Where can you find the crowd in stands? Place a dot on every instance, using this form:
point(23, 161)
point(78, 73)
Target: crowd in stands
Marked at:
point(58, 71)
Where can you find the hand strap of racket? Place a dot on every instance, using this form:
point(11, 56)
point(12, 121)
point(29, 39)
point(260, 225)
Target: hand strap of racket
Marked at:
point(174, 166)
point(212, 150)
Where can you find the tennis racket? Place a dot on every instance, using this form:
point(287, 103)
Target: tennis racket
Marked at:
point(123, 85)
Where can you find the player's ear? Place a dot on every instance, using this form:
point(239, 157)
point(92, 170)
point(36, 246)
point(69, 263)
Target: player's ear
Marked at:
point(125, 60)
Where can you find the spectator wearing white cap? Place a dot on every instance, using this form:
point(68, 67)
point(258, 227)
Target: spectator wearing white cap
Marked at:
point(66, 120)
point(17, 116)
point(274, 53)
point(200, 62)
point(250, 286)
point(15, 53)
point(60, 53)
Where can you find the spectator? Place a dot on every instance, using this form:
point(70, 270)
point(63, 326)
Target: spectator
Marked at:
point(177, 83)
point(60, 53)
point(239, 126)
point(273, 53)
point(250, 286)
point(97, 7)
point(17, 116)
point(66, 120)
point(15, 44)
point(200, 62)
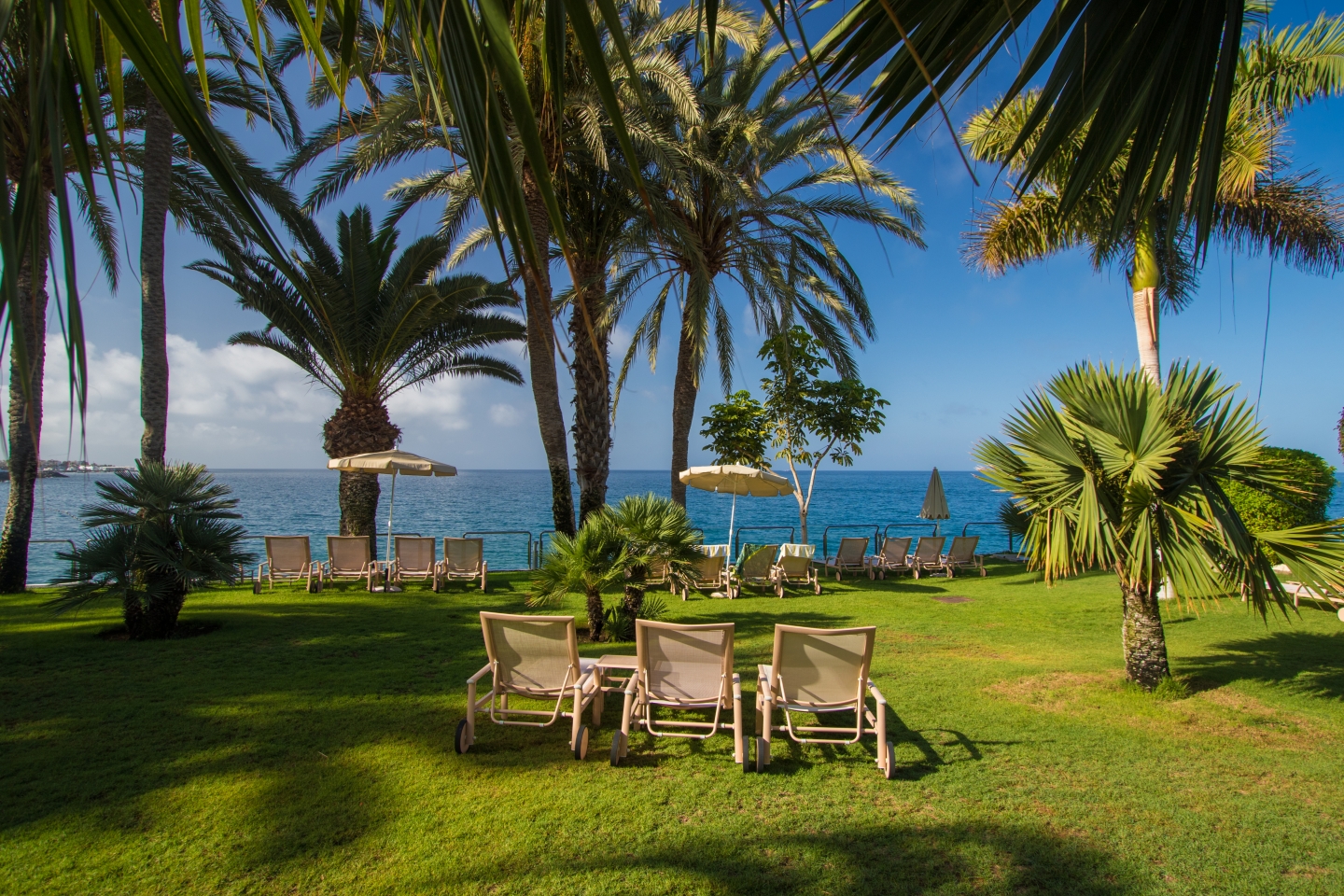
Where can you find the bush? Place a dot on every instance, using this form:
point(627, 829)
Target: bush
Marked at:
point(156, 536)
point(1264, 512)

==========

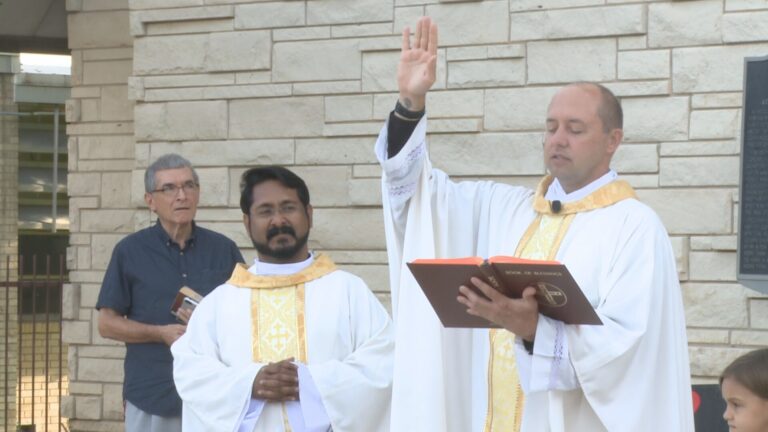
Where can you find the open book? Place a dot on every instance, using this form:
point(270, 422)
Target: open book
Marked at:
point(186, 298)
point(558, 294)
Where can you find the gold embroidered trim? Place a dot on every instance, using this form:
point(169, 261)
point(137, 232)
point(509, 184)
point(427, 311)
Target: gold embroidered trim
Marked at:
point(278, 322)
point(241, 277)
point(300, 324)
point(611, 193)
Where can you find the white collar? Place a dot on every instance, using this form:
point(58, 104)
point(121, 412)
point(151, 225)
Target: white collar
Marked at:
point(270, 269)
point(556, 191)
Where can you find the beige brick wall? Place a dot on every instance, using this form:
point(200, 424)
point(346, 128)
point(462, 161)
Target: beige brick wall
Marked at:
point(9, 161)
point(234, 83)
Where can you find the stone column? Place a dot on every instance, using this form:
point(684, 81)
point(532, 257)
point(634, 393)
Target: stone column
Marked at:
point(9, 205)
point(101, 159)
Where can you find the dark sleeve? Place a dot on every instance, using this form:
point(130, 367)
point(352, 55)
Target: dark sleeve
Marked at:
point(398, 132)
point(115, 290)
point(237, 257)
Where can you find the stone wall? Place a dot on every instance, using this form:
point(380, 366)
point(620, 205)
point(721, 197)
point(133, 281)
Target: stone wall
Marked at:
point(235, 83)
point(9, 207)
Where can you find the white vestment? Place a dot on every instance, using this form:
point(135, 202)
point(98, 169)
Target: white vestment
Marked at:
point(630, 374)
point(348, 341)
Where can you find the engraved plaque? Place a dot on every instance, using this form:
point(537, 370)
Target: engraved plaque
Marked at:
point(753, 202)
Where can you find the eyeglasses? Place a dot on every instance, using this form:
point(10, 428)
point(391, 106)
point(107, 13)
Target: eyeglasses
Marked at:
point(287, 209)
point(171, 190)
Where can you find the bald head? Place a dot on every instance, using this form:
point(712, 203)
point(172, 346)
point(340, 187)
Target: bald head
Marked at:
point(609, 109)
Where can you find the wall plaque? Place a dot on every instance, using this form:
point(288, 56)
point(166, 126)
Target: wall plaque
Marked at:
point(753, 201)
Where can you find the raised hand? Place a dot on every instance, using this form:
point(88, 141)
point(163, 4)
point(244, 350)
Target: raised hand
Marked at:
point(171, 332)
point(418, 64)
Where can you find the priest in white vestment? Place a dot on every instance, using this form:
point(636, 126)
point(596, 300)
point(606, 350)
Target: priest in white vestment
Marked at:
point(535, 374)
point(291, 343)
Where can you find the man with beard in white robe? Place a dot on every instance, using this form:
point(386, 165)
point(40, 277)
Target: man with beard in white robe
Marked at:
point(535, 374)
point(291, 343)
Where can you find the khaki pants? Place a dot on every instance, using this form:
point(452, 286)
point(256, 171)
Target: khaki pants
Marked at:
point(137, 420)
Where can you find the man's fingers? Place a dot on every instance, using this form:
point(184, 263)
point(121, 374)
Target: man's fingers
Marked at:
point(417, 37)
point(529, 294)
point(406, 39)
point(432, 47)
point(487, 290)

==========

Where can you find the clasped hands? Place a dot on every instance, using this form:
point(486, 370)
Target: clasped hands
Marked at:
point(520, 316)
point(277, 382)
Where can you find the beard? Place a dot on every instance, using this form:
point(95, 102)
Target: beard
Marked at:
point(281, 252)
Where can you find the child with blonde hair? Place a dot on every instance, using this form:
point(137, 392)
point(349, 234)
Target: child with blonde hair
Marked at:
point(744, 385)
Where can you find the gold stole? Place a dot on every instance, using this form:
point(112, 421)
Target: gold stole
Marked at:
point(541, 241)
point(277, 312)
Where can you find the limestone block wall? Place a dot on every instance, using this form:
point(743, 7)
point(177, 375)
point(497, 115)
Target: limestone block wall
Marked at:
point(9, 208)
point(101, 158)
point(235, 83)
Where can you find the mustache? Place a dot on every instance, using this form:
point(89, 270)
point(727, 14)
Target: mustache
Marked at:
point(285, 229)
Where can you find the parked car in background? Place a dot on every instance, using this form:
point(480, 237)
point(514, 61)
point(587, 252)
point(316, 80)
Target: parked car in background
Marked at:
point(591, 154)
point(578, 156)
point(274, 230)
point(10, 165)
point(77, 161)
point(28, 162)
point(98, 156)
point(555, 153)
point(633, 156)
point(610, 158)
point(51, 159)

==========

• What needs to be done
All the lines that hold the word "white" must appear in the answer, copied from the records.

• Task solution
Where can you find the spectator wearing white cap? Place a dot on every instance, using this form:
Target: spectator wearing white cap
Where can you find the white collar? Place a dot on every instance, using this form:
Target: white collar
Where can you find the white vestment? Place a dot on every instance, using this form:
Target: white vestment
Where can you find the priest in white vestment? Place a dot on every instance, using this form:
Target: priest in white vestment
Where can you find the man with beard in white robe? Place a dot on every instance, using this form:
Target: man with beard in white robe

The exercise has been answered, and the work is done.